> TEXTAUSZUG
Wer hat Tatarskij getötet?

Die Propagandisten des Kremls waren sich schnell einig, dass Kiew hinter dem Mordanschlag auf Tatarskij stecke. Aus seinem Hass auf die Ukraine hat Maxim Fomin, wie der rechtsextreme Kriegsblogger eigentlich hieß, schließlich nie einen Hehl gemacht. Vor allem russische Nationalisten jubelten Tatarskij zu, wenn er auf Telegram noch härtere Angriffe gegen die ukrainische Bevölkerung forderte. (Wer war Tatarskij? Ein Porträt)

Nun haben die russischen Propagandisten Angst – schließlich könnte es am Ende auch sie treffen. "In Russland ist man nicht vor seinen eigenen Leuten geschützt, geschweige denn vor Fremden", schrieb etwa der Propagandist Wladislaw Pozdnyakow am Sonntag auf Telegram. Die russischen Militärblogger sind besorgt und kritisieren die russischen Sicherheitsbehörden dafür, dass sie nicht beschützt werden. Mehr dazu lesen Sie hier.

Dabei ist noch völlig unklar, ob die Ukraine hinter dem Anschlag steckt. Es gibt noch keine Ermittlungsergebnisse, und russische Veröffentlichungen stehen natürlich im Schatten der Kriegspropaganda. Viele Experten halten eine Verwicklung von Kiew aber für wahrscheinlich. "Es erinnert sehr an das Attentat auf Daria Dugina im vergangenen Jahr, wo dann auch eine ukrainische Täterschaft festgestellt wurde", sagt Politikwissenschaftler Gerhard Mangott im Gespräch mit t-online. Dugina, Bloggerin und Tochter des faschistischen russischen Ideologen Alexander Dugin, wurde im August 2022 von einer Autobombe getötet.

Gerhard Mangott ist Professor für Politikwissenschaft mit den Schwerpunkten Internationale Beziehungen und Sicherheit im postsowjetischen Raum an der Universität Innsbruck.

Das lässt natürlich andere Propagandisten fürchten, möglicherweise auch auf der Abschussliste zu stehen. Tatarskij gehörte zu den bekanntesten Kriegsbloggern, hatte über eine halbe Million Abonnenten auf Telegram. "Wladlen Tatarskij war ein Kriegsbefürworter und hat selbst gekämpft. Aber er war auch ein Kritiker der russischen Militärführung, der er Unvermögen und Versagen vorgeworfen hat", meint Mangott. Aber: "Es ist sehr unwahrscheinlich, dass die russische Führung den Militärblogger auf diese Weise ausschaltet. Dass der Anschlag von einer russischen Widerstandsgruppe verübt sein soll, daran habe ich meine Zweifel."

"Akt des Ungehorsams gegenüber den USA"?

In der Tat spricht viel dagegen. Würde der Kreml einen Anschlag auf einen "patriotischen Abend" in einem Café zulassen, bei dem auch noch 32 weitere Menschen verletzt wurden, die sich dort regelmäßig unter dem "Z"-Symbol versammelten? Das ist eher unwahrscheinlich. Für Putin sind Blogger wie Tatarskij nützlich, und wenn er sie hätte einschüchtern wollen, hätten sie Besuch vom russischen Geheimdienst FSB bekommen oder man hätte sie gefangen nehmen lassen.

> Gespeicherte Zeilen
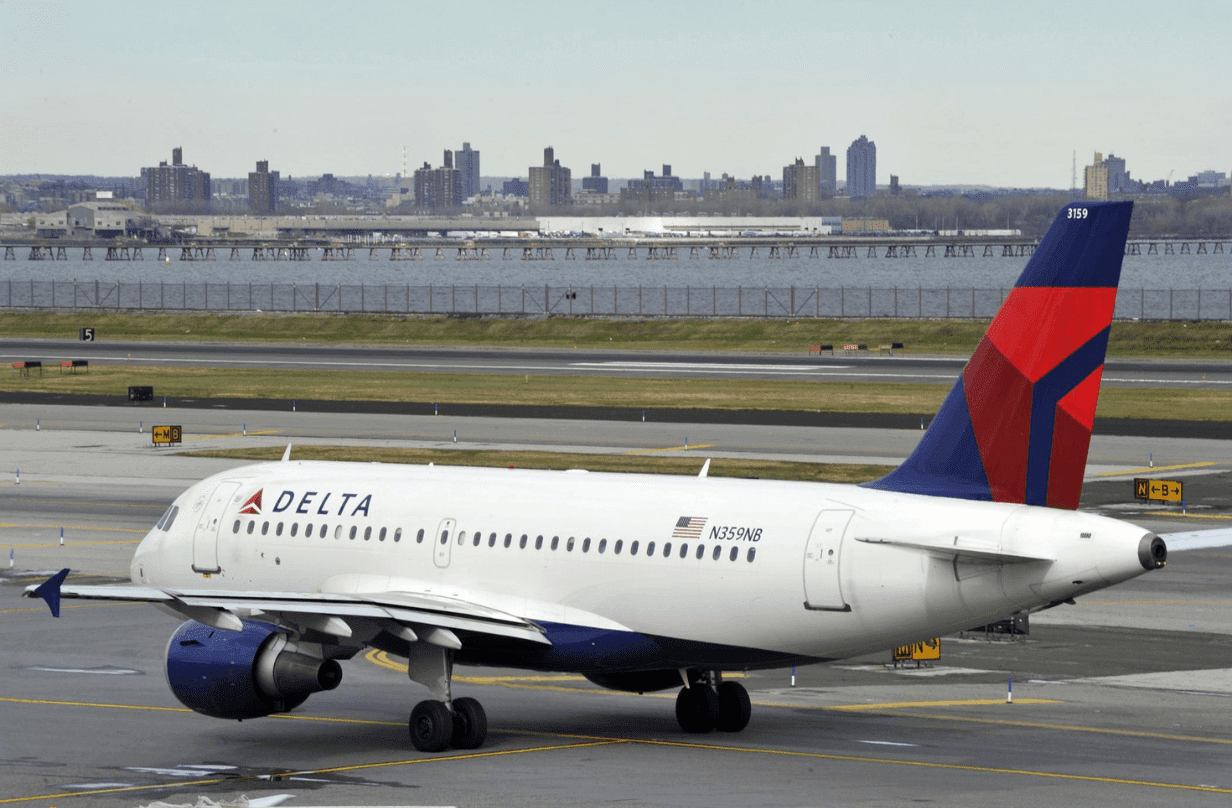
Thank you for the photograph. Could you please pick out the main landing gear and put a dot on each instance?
(441, 721)
(712, 703)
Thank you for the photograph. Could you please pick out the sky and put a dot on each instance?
(1002, 94)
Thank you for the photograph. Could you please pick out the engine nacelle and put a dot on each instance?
(244, 674)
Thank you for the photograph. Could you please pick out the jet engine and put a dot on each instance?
(244, 674)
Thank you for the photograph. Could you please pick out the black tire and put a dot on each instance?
(734, 708)
(696, 708)
(431, 726)
(470, 723)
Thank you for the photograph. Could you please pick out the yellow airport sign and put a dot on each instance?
(168, 435)
(1164, 490)
(918, 652)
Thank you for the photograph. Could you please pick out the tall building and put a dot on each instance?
(176, 182)
(551, 184)
(800, 182)
(263, 189)
(1095, 185)
(861, 169)
(595, 182)
(827, 173)
(467, 161)
(439, 187)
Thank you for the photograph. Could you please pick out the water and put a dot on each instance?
(1152, 286)
(1143, 271)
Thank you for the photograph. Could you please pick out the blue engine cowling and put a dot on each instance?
(244, 674)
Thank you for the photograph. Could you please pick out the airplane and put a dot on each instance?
(643, 581)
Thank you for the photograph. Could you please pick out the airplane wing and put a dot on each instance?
(412, 616)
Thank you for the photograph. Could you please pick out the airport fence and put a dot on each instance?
(583, 301)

> ARBEITSAUFTRÄGE
1. Beantworte anhand des Textauszugs:
(a) Wie hieß Tatarskij eigentlich?
(b) Wie viele Abonnenten hatte Tatarskij auf Telegram?
(c) Wie viele weitere Menschen wurden bei dem Anschlag verletzt?
2. Gib aus den gespeicherten Zeilen unverändert wieder: Beginne bei der Zeile, die „water and put a dot on each instance?“ enthält, und höre nach der letzten gespeicherten Zeile auf.

> LÖSUNGEN
1.
(a) Maxim Fomin
(b) Über eine halbe Million
(c) 32

2.
Thank you for the photograph. Could you please pick out the water and put a dot on each instance?
(1152, 286)
(1143, 271)
Thank you for the photograph. Could you please pick out the blue engine cowling and put a dot on each instance?
(244, 674)
Thank you for the photograph. Could you please pick out the airplane and put a dot on each instance?
(643, 581)
Thank you for the photograph. Could you please pick out the airplane wing and put a dot on each instance?
(412, 616)
Thank you for the photograph. Could you please pick out the airport fence and put a dot on each instance?
(583, 301)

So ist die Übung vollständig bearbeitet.